**WHAT YOU HAVE TO DO:** Print only the line with "point: white van" and the lines after it, ending with the last line of the material, each exactly as it stands.

--- START OF RECORDS FOR THIS TASK ---

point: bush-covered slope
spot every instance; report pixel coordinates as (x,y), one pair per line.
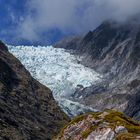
(108,125)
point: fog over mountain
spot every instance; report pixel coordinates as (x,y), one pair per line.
(73,16)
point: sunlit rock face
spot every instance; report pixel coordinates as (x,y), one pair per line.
(60,71)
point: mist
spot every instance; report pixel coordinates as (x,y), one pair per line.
(72,16)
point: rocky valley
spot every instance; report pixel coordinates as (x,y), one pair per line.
(98,72)
(28,110)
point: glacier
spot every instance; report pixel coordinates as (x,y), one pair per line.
(59,70)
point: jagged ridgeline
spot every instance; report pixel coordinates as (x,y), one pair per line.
(28,110)
(113,50)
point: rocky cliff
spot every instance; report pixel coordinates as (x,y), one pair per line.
(28,110)
(114,51)
(108,125)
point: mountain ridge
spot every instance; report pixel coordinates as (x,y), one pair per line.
(27,108)
(113,50)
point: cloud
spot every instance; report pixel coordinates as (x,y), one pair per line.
(72,16)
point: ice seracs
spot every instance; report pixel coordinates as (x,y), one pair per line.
(57,69)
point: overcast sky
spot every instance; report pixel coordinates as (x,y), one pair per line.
(47,21)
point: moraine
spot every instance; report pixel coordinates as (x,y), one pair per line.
(60,71)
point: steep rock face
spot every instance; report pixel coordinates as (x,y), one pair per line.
(28,110)
(113,50)
(108,125)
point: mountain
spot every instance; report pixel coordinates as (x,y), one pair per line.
(113,50)
(28,110)
(60,71)
(107,125)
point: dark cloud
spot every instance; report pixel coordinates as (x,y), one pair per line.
(75,16)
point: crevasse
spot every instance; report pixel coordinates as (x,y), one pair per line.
(59,70)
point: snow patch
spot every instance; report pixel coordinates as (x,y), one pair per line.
(57,69)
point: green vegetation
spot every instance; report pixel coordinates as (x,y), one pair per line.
(112,119)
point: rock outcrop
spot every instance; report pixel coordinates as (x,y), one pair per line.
(108,125)
(28,110)
(114,51)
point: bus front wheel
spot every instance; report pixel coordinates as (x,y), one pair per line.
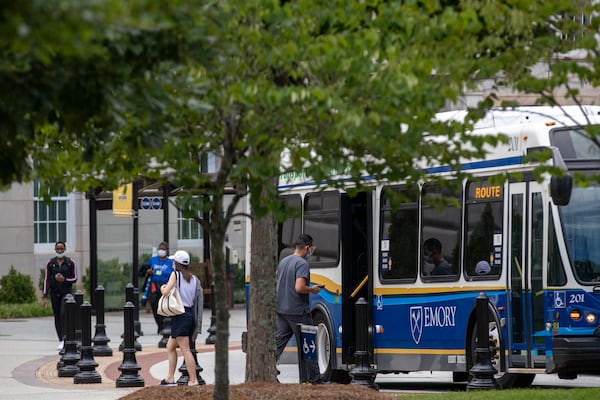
(503,379)
(325,345)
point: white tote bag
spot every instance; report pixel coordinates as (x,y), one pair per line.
(170,304)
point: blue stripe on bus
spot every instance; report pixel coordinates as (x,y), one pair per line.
(500,162)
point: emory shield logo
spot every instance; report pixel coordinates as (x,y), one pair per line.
(416,323)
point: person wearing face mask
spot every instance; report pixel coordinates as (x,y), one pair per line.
(432,254)
(158,269)
(60,276)
(293,278)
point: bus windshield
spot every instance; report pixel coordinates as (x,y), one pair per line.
(581,222)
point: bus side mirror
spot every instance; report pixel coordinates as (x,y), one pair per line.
(560,189)
(560,186)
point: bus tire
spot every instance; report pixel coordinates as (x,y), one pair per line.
(503,379)
(325,346)
(524,380)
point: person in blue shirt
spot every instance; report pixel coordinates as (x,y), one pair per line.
(157,269)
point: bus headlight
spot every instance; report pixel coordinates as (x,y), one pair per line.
(575,315)
(590,318)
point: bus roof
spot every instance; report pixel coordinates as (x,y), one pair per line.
(497,117)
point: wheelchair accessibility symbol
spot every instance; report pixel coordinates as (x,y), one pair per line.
(560,299)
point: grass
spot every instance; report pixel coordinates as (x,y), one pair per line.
(514,394)
(9,311)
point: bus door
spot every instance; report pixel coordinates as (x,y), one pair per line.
(528,224)
(357,256)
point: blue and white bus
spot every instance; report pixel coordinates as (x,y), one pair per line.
(532,246)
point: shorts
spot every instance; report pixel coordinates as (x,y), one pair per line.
(183,325)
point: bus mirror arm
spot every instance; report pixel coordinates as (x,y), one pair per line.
(560,186)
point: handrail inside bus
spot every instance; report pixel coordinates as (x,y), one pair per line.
(518,266)
(360,285)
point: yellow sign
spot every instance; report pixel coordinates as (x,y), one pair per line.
(488,192)
(122,201)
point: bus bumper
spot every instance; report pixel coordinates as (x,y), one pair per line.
(576,355)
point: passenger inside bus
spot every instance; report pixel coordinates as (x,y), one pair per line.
(432,254)
(482,268)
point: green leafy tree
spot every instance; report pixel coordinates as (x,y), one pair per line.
(111,92)
(16,288)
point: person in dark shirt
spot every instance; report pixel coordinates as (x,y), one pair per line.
(432,254)
(293,279)
(60,276)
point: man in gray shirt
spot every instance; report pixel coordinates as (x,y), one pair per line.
(293,278)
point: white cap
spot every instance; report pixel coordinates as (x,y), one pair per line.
(482,268)
(181,257)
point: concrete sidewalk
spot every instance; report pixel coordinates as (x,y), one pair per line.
(29,356)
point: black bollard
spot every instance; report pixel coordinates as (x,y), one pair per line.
(87,365)
(483,371)
(212,329)
(130,298)
(136,316)
(165,332)
(67,366)
(129,368)
(79,302)
(101,347)
(362,373)
(185,375)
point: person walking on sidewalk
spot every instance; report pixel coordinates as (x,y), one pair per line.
(187,325)
(158,270)
(60,276)
(293,278)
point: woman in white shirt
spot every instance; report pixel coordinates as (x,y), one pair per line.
(188,325)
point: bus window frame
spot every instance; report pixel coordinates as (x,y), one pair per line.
(313,259)
(444,191)
(465,240)
(406,189)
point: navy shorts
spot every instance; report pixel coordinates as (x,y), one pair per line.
(183,325)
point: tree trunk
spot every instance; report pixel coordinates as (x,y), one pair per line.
(217,236)
(260,359)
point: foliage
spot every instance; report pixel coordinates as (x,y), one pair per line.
(16,288)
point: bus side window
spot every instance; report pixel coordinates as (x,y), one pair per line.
(399,233)
(440,234)
(292,226)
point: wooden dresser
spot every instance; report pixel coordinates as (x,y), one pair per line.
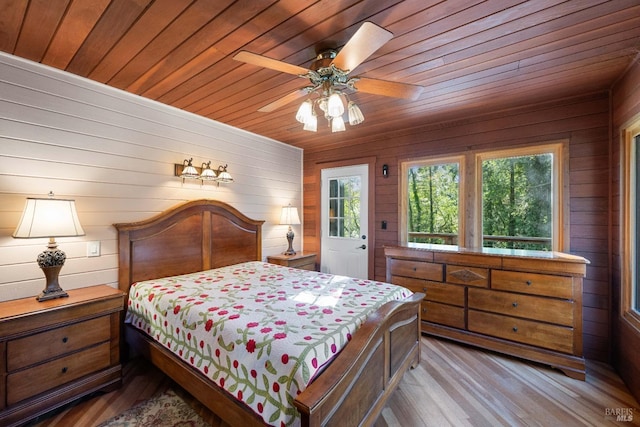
(522,303)
(55,351)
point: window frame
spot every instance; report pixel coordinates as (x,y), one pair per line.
(628,206)
(470,190)
(403,205)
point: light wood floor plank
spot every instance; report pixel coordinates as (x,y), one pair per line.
(454,385)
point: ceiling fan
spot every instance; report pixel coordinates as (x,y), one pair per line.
(329,78)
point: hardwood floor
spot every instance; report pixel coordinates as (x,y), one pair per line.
(454,385)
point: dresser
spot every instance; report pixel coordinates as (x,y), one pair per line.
(526,304)
(302,260)
(55,351)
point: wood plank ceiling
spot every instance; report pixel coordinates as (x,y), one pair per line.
(471,56)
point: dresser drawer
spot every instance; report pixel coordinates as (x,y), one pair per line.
(532,283)
(417,269)
(530,307)
(434,291)
(40,378)
(530,332)
(469,276)
(20,352)
(443,314)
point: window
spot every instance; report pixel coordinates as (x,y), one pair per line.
(517,201)
(630,215)
(500,199)
(433,203)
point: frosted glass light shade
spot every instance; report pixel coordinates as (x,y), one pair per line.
(335,106)
(355,114)
(304,112)
(311,124)
(337,124)
(49,218)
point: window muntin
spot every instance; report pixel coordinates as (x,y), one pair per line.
(629,217)
(517,198)
(433,194)
(344,207)
(635,283)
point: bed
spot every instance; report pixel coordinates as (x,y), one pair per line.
(207,238)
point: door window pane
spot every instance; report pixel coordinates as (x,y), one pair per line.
(517,211)
(432,203)
(344,207)
(635,305)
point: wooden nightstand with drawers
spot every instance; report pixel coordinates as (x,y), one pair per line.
(302,260)
(56,351)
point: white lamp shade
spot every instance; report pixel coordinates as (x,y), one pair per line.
(304,112)
(335,107)
(49,218)
(289,216)
(337,124)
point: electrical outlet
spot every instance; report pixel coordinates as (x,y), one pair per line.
(93,249)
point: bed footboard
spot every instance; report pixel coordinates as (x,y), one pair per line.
(351,391)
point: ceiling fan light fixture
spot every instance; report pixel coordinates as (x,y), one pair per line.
(337,124)
(335,106)
(355,114)
(305,111)
(311,123)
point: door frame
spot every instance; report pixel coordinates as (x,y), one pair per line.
(371,162)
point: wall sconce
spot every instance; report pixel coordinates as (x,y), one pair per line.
(186,170)
(49,218)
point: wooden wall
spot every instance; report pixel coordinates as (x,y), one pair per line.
(583,121)
(114,153)
(626,339)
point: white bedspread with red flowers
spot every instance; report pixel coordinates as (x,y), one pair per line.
(258,330)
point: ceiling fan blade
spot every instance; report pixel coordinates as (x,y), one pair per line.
(364,42)
(287,99)
(273,64)
(388,88)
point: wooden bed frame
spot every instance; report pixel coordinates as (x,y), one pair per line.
(205,234)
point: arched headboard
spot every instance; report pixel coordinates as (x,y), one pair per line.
(193,236)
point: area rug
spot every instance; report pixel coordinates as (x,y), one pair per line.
(165,410)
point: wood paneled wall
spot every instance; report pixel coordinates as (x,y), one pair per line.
(626,339)
(584,121)
(114,153)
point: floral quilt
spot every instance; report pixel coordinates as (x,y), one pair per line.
(260,331)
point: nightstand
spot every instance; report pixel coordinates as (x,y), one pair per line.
(56,351)
(302,260)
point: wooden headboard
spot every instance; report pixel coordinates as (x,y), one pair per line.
(193,236)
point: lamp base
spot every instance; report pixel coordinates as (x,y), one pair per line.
(290,236)
(53,289)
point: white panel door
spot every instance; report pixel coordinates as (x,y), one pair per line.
(345,221)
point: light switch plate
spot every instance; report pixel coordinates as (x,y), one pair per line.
(93,249)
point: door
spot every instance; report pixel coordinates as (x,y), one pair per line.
(345,248)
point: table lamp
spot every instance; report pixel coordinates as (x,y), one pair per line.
(289,217)
(50,218)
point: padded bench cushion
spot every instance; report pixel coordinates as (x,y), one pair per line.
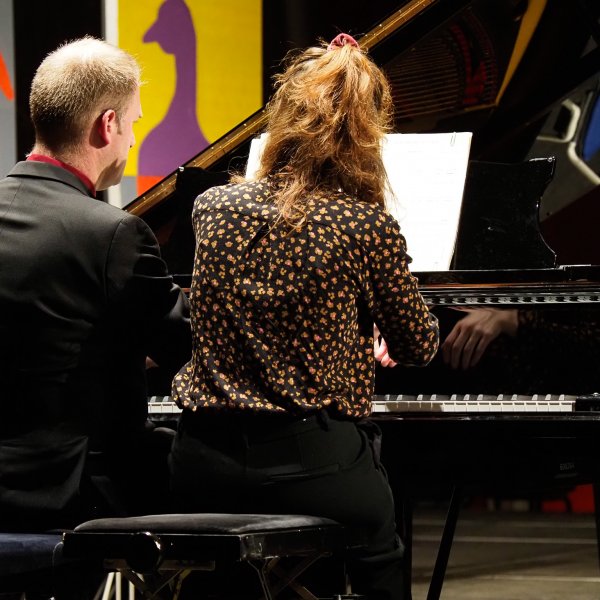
(22,553)
(205,523)
(149,541)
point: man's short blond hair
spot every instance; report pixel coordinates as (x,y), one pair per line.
(74,85)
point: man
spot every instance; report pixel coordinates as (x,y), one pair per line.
(84,298)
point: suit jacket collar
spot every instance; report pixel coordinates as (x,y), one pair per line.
(41,170)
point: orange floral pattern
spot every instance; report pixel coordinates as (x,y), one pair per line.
(283,320)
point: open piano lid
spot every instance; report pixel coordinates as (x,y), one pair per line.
(493,67)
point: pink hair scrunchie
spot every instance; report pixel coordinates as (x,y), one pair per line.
(341,40)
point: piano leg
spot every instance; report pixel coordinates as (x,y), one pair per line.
(441,562)
(405,508)
(596,488)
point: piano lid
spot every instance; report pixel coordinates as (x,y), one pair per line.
(493,67)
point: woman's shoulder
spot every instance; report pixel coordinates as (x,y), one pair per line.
(233,195)
(352,215)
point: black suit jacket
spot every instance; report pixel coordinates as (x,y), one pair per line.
(84,298)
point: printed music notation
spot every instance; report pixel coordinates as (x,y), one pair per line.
(426,172)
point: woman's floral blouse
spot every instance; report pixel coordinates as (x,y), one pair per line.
(283,320)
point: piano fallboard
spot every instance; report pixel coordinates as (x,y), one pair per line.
(448,405)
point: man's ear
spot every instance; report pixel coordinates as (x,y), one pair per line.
(107,125)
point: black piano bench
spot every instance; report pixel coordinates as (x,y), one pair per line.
(156,552)
(29,564)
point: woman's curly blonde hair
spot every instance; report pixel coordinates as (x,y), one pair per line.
(326,122)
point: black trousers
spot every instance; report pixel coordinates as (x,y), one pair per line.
(277,464)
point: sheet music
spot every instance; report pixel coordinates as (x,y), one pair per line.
(427,176)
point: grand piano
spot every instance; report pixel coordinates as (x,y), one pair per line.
(527,418)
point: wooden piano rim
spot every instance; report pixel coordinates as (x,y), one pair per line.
(257,121)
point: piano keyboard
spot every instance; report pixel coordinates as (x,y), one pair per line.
(432,403)
(474,403)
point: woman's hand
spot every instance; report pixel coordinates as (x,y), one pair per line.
(381,351)
(468,340)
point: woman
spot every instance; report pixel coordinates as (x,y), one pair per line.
(292,271)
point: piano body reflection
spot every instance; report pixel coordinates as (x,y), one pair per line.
(496,68)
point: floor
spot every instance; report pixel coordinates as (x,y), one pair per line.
(508,554)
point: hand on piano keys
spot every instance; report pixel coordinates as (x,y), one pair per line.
(466,343)
(380,350)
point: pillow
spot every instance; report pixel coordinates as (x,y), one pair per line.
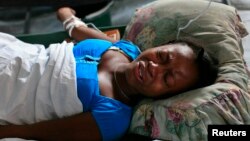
(219,31)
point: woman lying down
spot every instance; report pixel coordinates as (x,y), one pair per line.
(87,90)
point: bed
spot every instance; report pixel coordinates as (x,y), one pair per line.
(186,116)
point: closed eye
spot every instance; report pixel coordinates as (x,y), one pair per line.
(169,79)
(160,55)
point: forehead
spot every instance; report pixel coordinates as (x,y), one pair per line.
(181,49)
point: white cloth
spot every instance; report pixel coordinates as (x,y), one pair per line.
(36,83)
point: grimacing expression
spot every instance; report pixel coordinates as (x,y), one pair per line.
(163,70)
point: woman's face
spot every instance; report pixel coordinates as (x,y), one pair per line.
(167,69)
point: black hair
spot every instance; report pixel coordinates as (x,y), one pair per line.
(208,68)
(207,65)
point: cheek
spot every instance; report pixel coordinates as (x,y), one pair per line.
(155,89)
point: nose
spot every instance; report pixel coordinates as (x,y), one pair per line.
(156,68)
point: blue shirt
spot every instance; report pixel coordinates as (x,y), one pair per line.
(112,116)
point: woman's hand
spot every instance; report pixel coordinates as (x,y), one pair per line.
(65,13)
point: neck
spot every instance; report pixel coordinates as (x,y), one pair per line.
(120,82)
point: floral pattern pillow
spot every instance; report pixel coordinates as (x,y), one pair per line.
(219,31)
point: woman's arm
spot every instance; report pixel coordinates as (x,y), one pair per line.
(81,32)
(75,128)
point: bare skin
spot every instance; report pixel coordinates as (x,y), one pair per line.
(165,69)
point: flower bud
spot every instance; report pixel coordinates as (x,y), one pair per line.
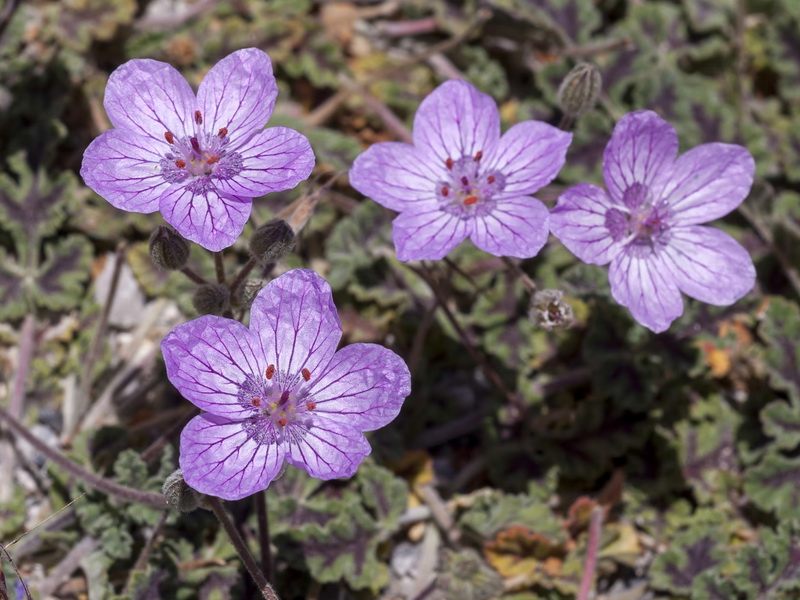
(272,241)
(168,250)
(210,298)
(579,90)
(178,493)
(549,310)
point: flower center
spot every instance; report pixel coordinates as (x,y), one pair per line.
(197,159)
(277,399)
(467,188)
(640,222)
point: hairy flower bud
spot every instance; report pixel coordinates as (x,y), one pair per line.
(549,310)
(178,493)
(211,298)
(272,241)
(579,90)
(168,250)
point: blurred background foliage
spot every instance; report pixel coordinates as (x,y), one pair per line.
(688,441)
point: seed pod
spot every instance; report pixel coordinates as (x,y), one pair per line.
(549,310)
(272,241)
(579,90)
(168,250)
(178,493)
(210,298)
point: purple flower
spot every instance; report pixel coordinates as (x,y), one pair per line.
(201,159)
(647,225)
(279,391)
(461,179)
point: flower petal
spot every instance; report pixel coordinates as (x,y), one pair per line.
(397,175)
(326,449)
(579,222)
(273,160)
(514,227)
(529,155)
(429,234)
(150,98)
(220,459)
(238,93)
(642,282)
(202,215)
(707,182)
(123,167)
(207,360)
(642,145)
(456,120)
(709,265)
(297,322)
(363,386)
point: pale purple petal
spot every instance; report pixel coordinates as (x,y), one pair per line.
(273,160)
(529,155)
(706,183)
(238,93)
(709,265)
(297,321)
(208,359)
(202,215)
(514,227)
(327,449)
(150,98)
(363,386)
(123,167)
(579,222)
(220,459)
(456,120)
(641,281)
(642,145)
(398,176)
(428,235)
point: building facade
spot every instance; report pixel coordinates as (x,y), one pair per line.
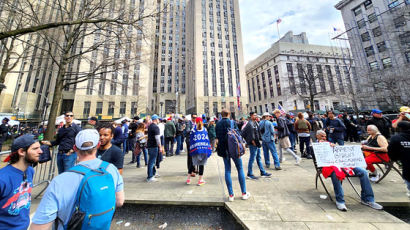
(188,58)
(215,74)
(282,76)
(379,35)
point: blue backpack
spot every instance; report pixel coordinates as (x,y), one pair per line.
(236,144)
(95,201)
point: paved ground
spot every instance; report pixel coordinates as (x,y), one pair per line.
(288,200)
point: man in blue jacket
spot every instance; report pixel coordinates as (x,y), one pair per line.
(268,141)
(251,134)
(335,127)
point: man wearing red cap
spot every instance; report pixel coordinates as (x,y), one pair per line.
(16,183)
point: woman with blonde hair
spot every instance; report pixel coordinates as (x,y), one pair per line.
(199,150)
(141,144)
(375,148)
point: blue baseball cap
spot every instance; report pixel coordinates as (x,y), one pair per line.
(154,117)
(376,111)
(22,142)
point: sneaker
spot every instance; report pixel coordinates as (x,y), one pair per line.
(266,175)
(246,196)
(373,205)
(252,177)
(341,206)
(298,160)
(152,179)
(375,178)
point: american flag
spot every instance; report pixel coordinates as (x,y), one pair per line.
(282,111)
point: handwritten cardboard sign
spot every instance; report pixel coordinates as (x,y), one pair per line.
(340,156)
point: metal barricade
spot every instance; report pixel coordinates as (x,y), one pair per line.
(43,172)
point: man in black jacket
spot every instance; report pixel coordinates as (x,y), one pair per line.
(283,135)
(252,136)
(4,129)
(399,149)
(381,122)
(221,130)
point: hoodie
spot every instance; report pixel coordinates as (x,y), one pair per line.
(399,148)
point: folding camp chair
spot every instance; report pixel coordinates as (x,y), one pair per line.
(319,176)
(388,166)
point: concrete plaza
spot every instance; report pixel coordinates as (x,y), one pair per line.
(288,200)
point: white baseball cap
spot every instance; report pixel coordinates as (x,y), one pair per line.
(87,135)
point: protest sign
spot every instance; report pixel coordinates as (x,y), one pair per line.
(340,156)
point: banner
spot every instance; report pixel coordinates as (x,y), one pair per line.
(340,156)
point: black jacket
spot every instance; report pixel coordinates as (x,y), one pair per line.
(251,133)
(383,124)
(221,130)
(399,148)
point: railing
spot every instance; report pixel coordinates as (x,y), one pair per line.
(43,172)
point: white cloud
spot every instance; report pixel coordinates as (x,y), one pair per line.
(258,18)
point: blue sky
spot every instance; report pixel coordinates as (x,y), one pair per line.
(315,17)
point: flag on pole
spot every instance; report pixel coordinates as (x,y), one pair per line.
(238,94)
(282,111)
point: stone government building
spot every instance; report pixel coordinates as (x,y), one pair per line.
(276,77)
(379,36)
(190,59)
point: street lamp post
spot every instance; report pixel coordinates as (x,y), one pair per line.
(161,104)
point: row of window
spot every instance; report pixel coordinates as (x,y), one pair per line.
(305,74)
(110,110)
(386,62)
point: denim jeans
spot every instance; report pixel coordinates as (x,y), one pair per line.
(169,145)
(125,147)
(182,142)
(337,141)
(152,158)
(145,152)
(292,138)
(255,154)
(65,162)
(270,146)
(302,142)
(241,174)
(367,191)
(179,143)
(408,185)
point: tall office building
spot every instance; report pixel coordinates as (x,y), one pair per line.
(215,69)
(280,76)
(379,36)
(188,58)
(168,85)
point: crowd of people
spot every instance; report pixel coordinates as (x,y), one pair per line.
(92,158)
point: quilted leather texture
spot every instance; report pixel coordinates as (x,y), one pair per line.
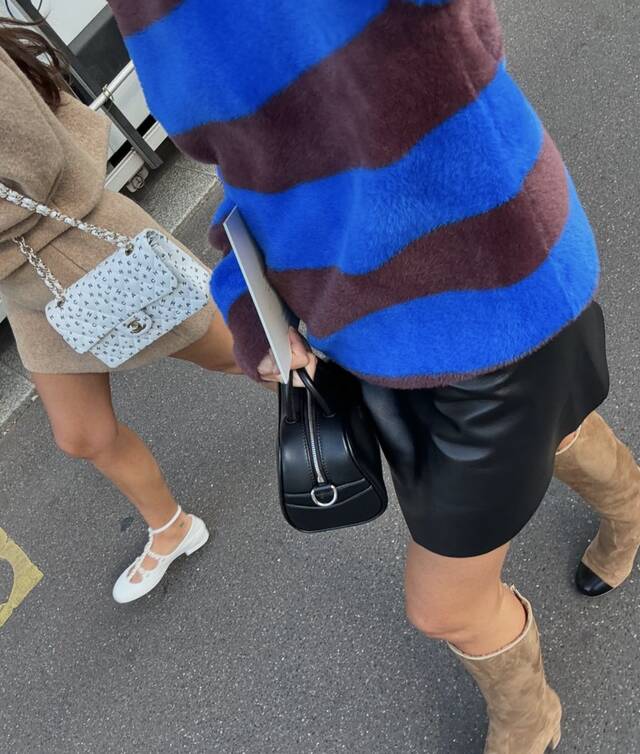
(129,301)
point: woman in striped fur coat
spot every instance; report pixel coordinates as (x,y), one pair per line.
(414,212)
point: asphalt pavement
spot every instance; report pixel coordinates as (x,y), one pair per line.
(272,642)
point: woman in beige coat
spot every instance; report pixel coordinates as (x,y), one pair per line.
(54,150)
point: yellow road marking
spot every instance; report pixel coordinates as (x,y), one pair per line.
(25,575)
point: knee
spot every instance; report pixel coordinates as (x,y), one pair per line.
(85,443)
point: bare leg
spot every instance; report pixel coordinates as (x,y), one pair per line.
(462,600)
(85,426)
(214,351)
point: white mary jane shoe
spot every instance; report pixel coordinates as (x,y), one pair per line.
(125,590)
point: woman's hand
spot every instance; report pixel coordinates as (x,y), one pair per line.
(302,357)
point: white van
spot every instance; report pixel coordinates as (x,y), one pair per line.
(104,77)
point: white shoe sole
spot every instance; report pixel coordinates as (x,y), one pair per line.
(124,591)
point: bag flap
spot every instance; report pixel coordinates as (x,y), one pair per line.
(110,294)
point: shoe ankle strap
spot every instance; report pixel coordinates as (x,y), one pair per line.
(170,523)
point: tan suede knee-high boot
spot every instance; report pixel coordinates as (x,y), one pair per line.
(524,711)
(602,470)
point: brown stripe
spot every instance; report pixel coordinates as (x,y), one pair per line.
(250,344)
(364,106)
(135,15)
(491,250)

--- END OF RECORDS FOR THIS TASK ---

**RESULT OF THIS TASK:**
point: white van
spot every instance; report pixel coordinates as (x,y), one pair per line.
(104,77)
point: white shoe sole
spot every instance; report pixel coordinates as (x,y), one pair per line.
(124,591)
point: bag flap
spot every instance; report pixel coordinates as (x,y), one pair per line.
(110,294)
point: shoe ankle strap
spot every instance; report pixel coordinates as (x,y), one pair per line.
(170,523)
point: tan suede knee-high boot
spot every instance; report pixel coordinates as (x,y), one pair per line.
(524,711)
(602,470)
point: brown stripe
spot every instance; report pixel coordinates as (x,y), one pair per line.
(250,344)
(364,106)
(135,15)
(491,250)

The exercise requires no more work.